» Instruction 1
In the forum thread, which two characters does girasol name as favorites?

» Page
»»

Me too, it was quite obvious it was going to happen, I kept thinking 'now now now now... bam!'

Still, I also mostly enjoyed it.  It's Hollyoaks with better music, more drugs and more interesting characters


----------



## fudgefactorfive (Mar 29, 2007)

Iemanja said:
			
		

> It's Hollyoaks



that explains why i felt increasingly cheap and nasty as I continued to watch


----------



## Pieface (Mar 29, 2007)

I caught an episode of Holly Oaks yesterday ill in bed.  What the fuck is that programme about?  The seem to have employed every High Street Honey in existence to prance about in it.  Everyone looks exactly the same


----------



## rollinder (Aug 21, 2007)

just watched this for the first time 
was it meant to be a comedy?


----------



## Dubversion (Oct 10, 2007)

what was the E4 special last night? was it a full episode or an elaborate trailer?


----------



## free spirit (Oct 10, 2007)

Dubversion said:
			
		

> what was the E4 special last night? was it a full episode or an elaborate trailer?


fuck knows, something to do with them having a bizarre new rave style party I think, but I somehow managed to watch it but not have a clue what had happened.


----------



## Dubversion (Oct 10, 2007)

free spirit said:
			
		

> fuck knows, something to do with them having a bizarre new rave style party I think, but I somehow managed to watch it but not have a clue what had happened.




was it a full episode though?


----------



## kalidarkone (Oct 10, 2007)

Dubversion said:
			
		

> was it a full episode though?



No


----------



## Lost Zoot (Oct 22, 2007)

I saw "cassie" yesterday in ther watershed in bristol. meh.


----------



## girasol (Mar 10, 2008)

Tonight's should be good, it has my two favourite characters as the main focus  (Jal and Chris)


----------



## revol68 (Mar 10, 2008)

Fucked up evil twisted Cassie was seriously hot as fuck and yet also awwww.

i wish she'd kiss me on the cheek then slap the fuck out of me.


----------



## krtek a houby (Mar 10, 2008)

Ep. where Sid's Da (magnificent Peter Capaldi) told his Da to "fuck off back home, you miserable Scottish cunt" was best yet. Quite moving, for frivilous entertainment...

««

Rows from a pointing dataset
»»

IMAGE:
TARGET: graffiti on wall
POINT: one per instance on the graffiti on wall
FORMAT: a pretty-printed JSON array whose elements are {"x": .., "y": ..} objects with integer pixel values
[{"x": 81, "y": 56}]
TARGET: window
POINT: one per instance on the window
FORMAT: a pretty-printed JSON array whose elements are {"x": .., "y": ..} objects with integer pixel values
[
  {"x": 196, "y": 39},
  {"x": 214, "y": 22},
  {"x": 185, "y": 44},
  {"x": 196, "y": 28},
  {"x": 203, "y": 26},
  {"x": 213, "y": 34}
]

««

» Instruction 2
Substitute "pane" for "window" in the rows from the line with "TARGET: window" to the end of the rows, and give back only those lines.

» Problem solution 1
Jal and Chris

» Problem solution 2
TARGET: pane
POINT: one per instance on the pane
FORMAT: a pretty-printed JSON array whose elements are {"x": .., "y": ..} objects with integer pixel values
[
  {"x": 196, "y": 39},
  {"x": 214, "y": 22},
  {"x": 185, "y": 44},
  {"x": 196, "y": 28},
  {"x": 203, "y": 26},
  {"x": 213, "y": 34}
]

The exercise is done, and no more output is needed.